## start DATA SECTION
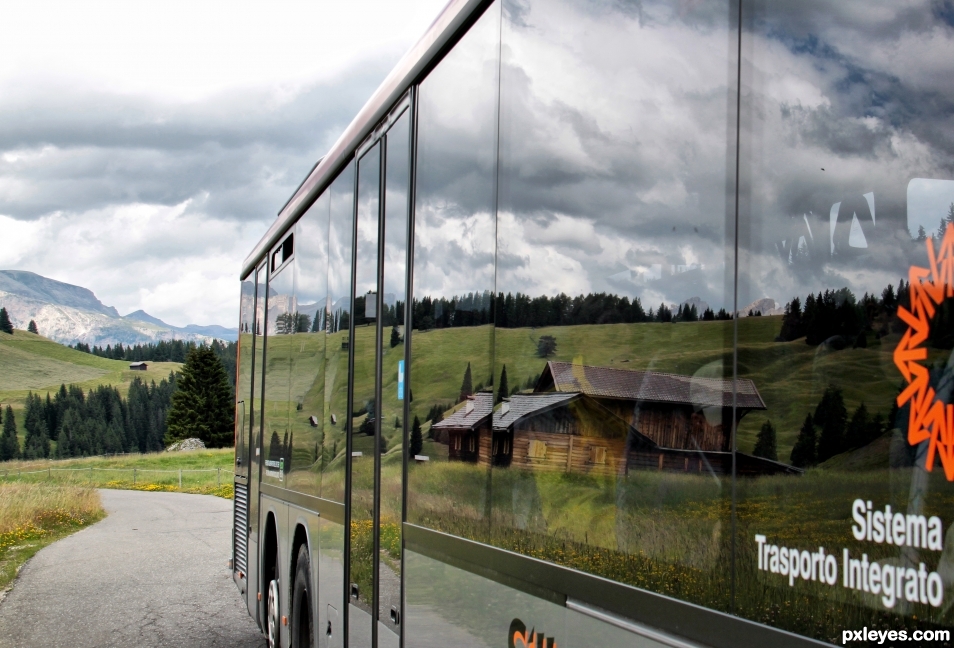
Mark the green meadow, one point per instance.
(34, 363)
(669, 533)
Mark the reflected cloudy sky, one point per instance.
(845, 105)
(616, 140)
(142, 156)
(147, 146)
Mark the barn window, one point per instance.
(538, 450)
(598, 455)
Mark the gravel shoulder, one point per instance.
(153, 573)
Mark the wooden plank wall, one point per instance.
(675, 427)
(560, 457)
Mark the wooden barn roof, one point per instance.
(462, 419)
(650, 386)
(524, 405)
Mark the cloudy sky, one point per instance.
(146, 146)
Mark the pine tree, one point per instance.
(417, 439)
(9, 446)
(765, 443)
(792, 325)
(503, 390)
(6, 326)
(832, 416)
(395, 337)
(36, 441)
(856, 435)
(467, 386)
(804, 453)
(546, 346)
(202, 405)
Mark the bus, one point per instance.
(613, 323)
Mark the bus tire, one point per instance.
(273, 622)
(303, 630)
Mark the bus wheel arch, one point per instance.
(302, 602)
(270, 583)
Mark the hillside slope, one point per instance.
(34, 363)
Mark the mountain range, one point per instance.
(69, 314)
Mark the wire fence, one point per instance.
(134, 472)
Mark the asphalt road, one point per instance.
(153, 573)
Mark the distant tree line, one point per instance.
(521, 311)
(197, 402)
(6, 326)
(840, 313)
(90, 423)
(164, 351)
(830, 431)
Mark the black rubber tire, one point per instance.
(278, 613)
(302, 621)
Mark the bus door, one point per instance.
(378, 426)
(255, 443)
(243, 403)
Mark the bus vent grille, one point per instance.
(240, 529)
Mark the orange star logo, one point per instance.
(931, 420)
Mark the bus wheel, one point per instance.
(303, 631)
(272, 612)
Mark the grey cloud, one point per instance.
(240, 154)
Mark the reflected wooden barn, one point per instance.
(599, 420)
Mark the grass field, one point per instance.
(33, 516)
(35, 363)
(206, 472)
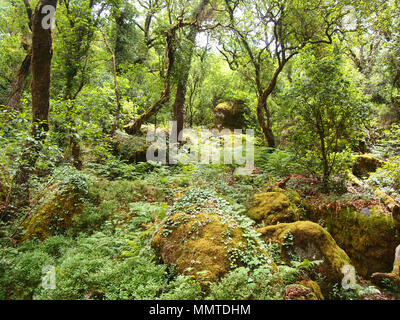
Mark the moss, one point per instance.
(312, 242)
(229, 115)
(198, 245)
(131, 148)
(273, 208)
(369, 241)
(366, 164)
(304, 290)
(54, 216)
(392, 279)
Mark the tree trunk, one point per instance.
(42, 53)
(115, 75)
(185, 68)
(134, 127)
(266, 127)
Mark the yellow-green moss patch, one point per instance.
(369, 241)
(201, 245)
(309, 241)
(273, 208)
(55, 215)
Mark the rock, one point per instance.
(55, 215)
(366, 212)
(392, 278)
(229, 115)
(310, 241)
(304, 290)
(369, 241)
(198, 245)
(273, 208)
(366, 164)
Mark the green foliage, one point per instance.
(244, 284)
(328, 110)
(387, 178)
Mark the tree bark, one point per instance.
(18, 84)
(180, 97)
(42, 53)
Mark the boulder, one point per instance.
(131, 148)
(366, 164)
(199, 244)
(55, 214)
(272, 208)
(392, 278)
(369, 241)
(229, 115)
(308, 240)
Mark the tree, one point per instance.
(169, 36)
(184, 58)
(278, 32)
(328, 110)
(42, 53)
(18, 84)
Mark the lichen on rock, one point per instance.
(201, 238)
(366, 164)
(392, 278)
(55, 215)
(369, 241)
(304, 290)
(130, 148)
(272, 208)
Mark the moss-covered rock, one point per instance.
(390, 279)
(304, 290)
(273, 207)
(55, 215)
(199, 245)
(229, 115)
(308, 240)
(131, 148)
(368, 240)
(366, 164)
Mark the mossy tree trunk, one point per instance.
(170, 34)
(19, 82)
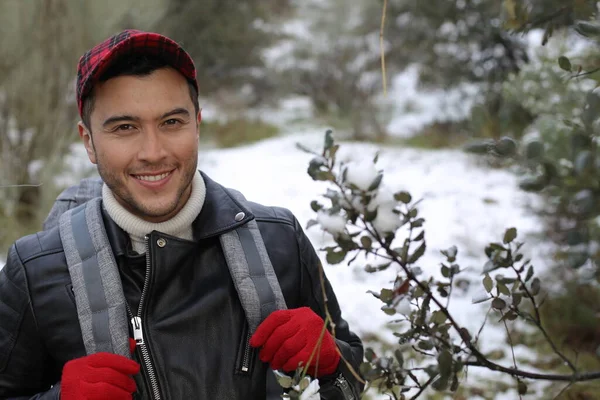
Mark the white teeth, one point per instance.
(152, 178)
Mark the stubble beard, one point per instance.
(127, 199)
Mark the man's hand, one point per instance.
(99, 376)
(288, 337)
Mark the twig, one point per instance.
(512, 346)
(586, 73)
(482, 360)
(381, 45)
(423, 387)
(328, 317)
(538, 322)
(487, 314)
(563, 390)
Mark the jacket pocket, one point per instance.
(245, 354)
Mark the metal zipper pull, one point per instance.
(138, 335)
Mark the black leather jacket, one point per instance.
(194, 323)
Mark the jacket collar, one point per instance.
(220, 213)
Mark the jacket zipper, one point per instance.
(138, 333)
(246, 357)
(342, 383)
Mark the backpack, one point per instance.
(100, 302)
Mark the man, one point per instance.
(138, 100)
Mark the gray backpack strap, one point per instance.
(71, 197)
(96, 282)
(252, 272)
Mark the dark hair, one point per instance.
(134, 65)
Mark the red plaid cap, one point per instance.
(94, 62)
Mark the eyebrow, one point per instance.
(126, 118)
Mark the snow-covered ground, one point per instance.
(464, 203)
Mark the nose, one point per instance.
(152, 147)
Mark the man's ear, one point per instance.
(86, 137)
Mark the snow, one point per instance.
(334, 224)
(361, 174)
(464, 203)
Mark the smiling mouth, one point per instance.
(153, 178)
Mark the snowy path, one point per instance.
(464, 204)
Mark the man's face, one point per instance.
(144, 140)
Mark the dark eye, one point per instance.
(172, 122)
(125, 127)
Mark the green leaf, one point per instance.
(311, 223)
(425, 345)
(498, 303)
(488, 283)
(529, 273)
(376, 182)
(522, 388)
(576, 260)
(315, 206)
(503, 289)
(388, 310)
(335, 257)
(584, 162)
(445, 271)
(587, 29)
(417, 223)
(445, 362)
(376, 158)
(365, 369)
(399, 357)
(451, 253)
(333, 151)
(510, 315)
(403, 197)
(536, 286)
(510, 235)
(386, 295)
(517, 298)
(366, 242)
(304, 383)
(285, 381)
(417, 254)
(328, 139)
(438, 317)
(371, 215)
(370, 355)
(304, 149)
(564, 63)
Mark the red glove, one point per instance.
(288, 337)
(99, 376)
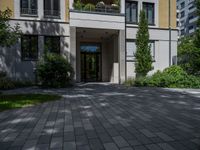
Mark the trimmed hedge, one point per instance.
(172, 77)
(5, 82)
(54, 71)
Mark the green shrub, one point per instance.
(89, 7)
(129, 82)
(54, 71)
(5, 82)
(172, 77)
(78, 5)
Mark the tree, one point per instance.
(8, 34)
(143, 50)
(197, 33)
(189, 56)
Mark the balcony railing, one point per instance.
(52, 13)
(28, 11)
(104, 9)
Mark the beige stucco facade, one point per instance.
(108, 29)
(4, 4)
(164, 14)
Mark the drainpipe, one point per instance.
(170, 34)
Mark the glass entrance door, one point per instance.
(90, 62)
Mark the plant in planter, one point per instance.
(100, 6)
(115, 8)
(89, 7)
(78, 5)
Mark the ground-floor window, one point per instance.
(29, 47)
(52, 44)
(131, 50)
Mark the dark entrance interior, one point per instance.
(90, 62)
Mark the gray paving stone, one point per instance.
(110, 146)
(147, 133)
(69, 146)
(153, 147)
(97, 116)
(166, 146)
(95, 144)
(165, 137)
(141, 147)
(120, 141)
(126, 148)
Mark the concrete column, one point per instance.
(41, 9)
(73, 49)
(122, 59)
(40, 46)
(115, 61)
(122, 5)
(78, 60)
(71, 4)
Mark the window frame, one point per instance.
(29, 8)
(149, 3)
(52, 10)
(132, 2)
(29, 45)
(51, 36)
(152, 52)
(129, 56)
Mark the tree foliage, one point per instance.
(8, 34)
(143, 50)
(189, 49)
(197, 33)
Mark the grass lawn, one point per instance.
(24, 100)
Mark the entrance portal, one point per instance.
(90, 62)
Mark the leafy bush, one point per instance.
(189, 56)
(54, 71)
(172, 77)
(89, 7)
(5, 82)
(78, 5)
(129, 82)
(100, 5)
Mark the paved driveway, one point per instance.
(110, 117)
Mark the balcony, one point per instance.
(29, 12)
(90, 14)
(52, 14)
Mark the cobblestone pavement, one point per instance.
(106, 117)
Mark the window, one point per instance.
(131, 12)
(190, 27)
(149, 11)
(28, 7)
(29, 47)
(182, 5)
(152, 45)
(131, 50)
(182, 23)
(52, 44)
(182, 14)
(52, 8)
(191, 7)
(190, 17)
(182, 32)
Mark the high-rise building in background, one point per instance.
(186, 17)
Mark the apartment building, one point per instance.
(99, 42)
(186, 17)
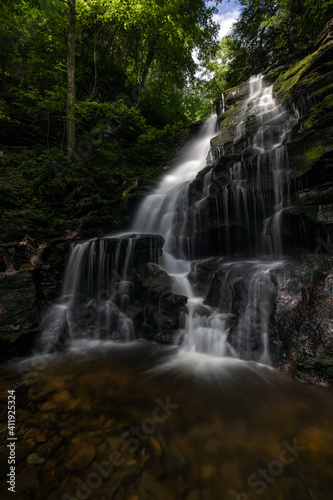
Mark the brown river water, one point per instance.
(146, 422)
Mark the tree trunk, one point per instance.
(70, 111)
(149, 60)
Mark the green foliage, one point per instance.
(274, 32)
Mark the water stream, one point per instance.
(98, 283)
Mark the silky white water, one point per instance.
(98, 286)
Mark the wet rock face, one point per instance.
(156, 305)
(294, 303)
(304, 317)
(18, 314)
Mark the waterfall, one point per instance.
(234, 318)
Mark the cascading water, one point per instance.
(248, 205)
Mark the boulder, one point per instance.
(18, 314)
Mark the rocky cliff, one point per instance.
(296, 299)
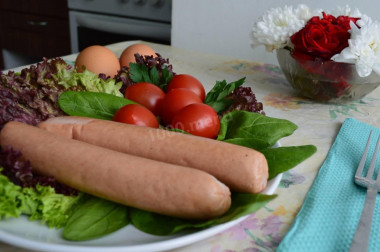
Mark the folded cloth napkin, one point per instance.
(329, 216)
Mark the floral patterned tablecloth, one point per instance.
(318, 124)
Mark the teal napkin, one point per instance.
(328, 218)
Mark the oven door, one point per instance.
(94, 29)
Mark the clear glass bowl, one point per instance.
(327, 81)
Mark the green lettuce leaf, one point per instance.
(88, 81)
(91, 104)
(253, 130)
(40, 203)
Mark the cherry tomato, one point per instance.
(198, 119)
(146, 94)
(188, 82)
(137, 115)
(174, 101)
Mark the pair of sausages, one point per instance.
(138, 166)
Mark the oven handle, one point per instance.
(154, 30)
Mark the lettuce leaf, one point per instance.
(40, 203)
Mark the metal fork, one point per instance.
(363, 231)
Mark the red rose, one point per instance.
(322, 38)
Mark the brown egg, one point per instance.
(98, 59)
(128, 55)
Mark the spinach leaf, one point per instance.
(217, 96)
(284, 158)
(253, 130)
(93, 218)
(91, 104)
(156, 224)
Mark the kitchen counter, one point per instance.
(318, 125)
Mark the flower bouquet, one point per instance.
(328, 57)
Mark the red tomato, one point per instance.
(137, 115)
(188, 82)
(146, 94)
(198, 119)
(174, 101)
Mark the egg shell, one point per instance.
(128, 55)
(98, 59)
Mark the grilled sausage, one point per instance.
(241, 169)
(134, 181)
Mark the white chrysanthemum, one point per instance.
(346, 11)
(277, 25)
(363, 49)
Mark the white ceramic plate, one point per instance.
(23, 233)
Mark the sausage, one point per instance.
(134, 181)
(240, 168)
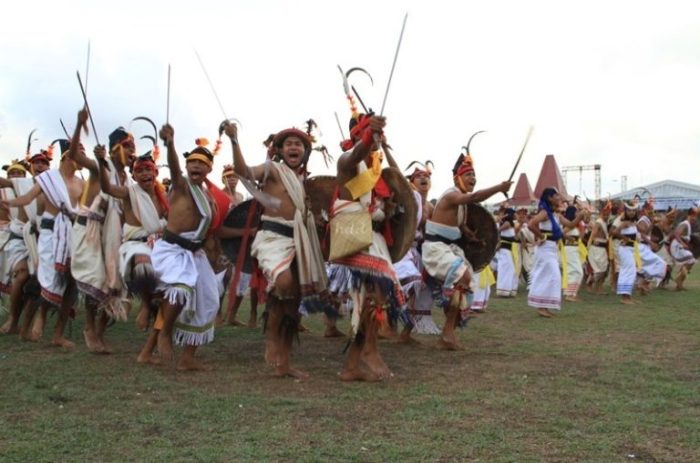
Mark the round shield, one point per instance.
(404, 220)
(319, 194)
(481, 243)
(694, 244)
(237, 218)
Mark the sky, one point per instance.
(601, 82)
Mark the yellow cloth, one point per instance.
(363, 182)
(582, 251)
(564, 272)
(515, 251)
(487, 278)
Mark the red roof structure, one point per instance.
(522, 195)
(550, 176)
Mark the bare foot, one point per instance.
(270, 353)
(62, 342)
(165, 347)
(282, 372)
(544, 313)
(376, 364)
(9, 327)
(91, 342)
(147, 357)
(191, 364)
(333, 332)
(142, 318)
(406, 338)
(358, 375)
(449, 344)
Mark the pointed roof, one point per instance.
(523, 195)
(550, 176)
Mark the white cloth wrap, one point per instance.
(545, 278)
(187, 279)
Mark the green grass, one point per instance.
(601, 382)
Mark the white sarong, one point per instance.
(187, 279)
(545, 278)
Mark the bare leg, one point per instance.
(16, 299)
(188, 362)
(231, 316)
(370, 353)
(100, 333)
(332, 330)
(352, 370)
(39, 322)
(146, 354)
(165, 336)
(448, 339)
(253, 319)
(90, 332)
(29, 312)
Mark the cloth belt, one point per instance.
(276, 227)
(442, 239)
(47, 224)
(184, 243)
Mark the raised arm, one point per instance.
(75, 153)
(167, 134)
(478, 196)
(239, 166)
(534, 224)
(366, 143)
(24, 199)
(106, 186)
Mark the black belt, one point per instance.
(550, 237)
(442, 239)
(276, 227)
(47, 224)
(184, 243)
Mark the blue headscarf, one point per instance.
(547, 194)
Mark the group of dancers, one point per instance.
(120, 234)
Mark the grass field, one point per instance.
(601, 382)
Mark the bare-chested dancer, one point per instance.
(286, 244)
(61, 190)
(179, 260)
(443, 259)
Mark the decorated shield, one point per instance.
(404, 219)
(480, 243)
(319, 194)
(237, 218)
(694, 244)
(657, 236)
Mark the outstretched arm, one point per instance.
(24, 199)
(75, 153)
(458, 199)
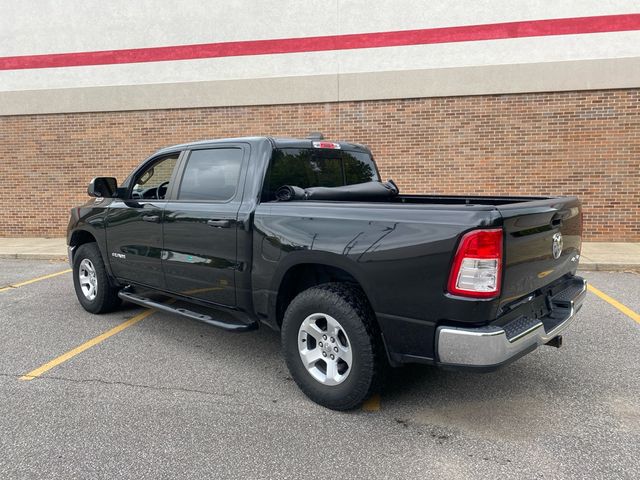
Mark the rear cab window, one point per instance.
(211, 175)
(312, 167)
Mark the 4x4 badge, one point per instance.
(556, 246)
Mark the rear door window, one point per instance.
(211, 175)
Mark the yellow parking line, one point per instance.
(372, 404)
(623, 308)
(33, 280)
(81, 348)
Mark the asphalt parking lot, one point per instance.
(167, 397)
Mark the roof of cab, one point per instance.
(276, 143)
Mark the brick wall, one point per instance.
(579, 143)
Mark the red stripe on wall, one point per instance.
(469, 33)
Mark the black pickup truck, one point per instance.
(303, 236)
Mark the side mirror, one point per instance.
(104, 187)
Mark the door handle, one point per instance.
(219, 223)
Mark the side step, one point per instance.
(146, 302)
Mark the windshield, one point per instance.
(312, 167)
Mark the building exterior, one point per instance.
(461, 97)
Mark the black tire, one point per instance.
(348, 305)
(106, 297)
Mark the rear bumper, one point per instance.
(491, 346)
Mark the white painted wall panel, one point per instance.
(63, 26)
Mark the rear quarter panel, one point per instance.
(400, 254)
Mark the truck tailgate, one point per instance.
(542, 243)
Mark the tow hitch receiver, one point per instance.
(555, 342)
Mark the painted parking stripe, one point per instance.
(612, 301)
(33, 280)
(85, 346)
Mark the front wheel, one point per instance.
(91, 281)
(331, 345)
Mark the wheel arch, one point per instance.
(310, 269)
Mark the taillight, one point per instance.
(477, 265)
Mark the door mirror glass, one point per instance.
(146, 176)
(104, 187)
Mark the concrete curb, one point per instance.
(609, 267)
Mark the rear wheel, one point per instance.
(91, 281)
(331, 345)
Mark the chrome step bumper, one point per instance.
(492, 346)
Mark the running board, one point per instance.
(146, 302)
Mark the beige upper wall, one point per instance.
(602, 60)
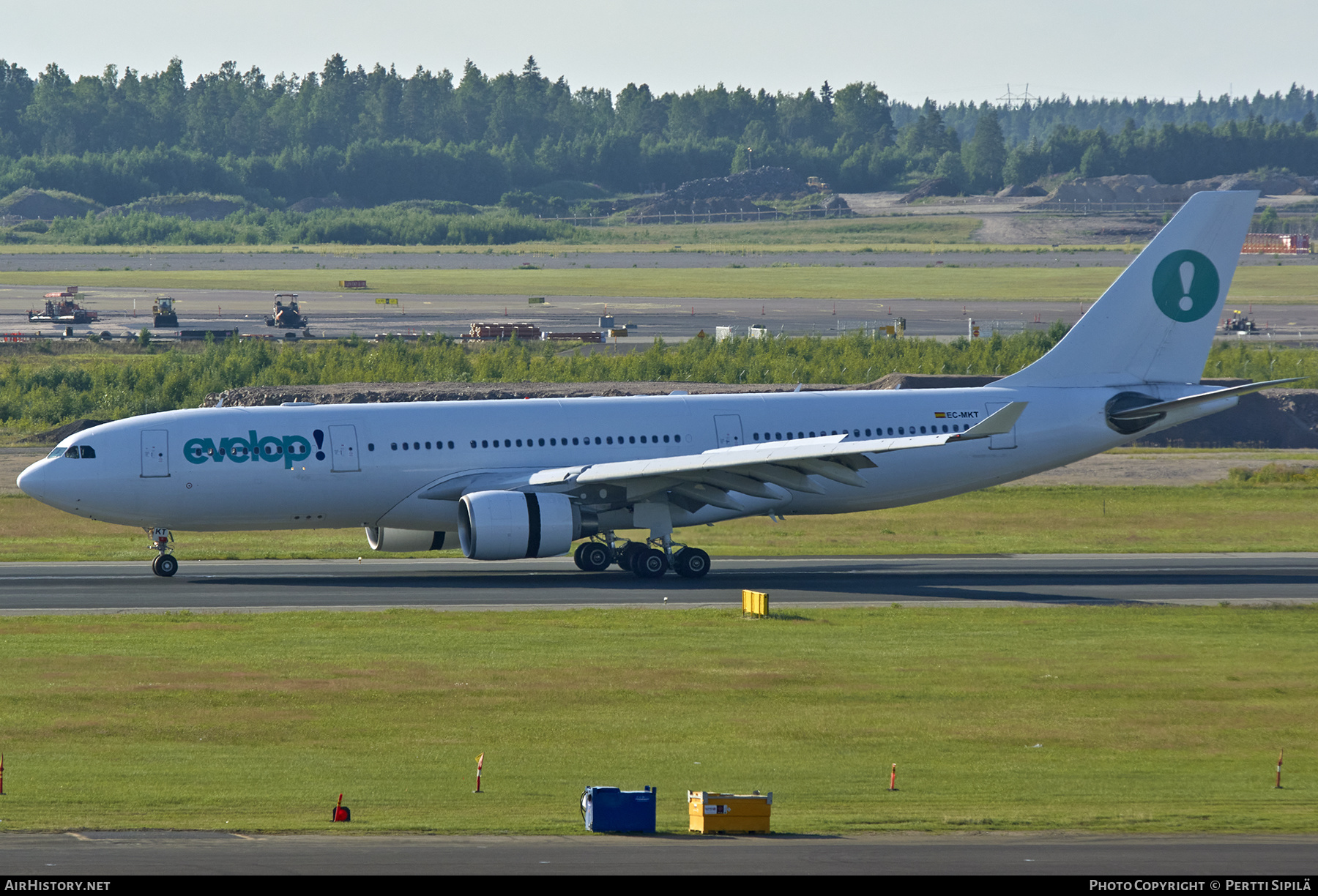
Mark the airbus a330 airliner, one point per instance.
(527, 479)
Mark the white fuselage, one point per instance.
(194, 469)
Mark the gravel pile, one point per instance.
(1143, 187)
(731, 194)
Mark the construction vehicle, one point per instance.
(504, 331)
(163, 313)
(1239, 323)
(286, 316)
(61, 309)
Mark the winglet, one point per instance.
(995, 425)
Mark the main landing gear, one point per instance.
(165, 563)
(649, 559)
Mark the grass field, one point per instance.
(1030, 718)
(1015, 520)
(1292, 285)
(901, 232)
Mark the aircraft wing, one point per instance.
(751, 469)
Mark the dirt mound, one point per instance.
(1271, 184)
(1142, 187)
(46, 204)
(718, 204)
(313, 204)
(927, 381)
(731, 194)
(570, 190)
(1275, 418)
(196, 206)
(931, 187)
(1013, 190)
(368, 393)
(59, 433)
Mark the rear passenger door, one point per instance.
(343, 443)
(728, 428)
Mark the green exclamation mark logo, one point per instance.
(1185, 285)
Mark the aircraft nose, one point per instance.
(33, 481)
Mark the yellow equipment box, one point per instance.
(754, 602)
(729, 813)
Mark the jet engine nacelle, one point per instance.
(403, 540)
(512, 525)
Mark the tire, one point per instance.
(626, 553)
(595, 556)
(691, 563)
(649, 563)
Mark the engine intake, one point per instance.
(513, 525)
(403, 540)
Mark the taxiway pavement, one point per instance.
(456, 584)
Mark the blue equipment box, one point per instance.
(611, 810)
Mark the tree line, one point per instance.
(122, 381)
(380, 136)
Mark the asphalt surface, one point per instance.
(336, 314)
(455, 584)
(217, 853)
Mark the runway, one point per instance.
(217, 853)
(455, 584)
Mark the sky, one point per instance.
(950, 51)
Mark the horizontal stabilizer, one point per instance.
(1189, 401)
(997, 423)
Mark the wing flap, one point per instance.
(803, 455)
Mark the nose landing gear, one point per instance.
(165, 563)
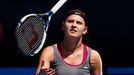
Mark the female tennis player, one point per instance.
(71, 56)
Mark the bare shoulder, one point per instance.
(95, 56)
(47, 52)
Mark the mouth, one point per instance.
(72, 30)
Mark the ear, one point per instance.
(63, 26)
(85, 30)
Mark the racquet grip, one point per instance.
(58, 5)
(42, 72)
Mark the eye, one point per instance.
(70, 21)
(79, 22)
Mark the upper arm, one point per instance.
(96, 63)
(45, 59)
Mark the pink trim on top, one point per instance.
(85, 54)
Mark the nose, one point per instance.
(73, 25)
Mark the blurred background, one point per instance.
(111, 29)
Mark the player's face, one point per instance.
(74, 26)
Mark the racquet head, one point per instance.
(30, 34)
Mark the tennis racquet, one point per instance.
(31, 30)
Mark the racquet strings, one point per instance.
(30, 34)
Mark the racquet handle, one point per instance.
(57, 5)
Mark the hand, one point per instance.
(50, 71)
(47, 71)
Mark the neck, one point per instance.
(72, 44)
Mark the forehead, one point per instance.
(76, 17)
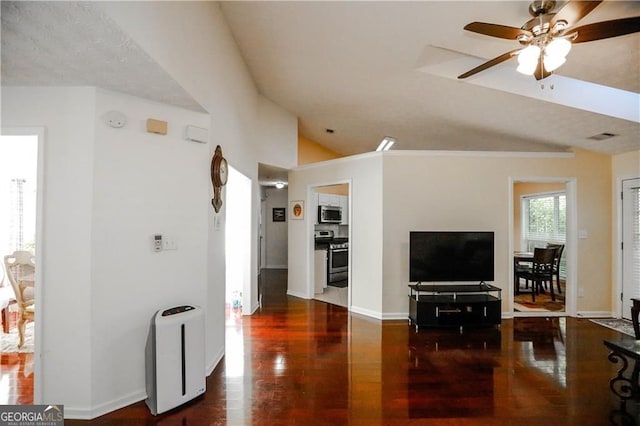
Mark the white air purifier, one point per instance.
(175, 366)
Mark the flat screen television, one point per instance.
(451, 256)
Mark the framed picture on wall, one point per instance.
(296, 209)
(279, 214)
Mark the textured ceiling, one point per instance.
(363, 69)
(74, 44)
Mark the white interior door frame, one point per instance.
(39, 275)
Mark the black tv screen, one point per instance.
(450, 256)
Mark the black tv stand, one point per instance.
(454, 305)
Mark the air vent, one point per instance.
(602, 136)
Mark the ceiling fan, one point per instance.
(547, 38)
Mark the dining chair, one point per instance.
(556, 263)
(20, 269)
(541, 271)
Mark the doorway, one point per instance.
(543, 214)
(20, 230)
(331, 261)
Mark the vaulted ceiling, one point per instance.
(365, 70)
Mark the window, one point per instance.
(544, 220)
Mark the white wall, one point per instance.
## end DATA SECTION
*STATED EXERCISE*
Reproduce the stretch of data from the line containing "Mark the black tv screen, one" through the end of the data, changing "black" to "dark" and leaving everything else as it is.

*RESPONSE TO THIS EXERCISE*
Mark the dark tv screen, one point per instance.
(450, 256)
Mark the dark tv stand, one point per instance.
(454, 305)
Mark the air vent, one point per instance.
(602, 136)
Mark the ceiling fan, one point per instance.
(547, 38)
Mark the dining chair, one point per instance.
(556, 263)
(20, 269)
(541, 271)
Mark the doorway, one point per instance.
(543, 214)
(20, 230)
(331, 261)
Mark the vaulted ceiling, one point per instance.
(365, 70)
Mark the window, one point per instance.
(544, 220)
Mark the white wall, one point per instance.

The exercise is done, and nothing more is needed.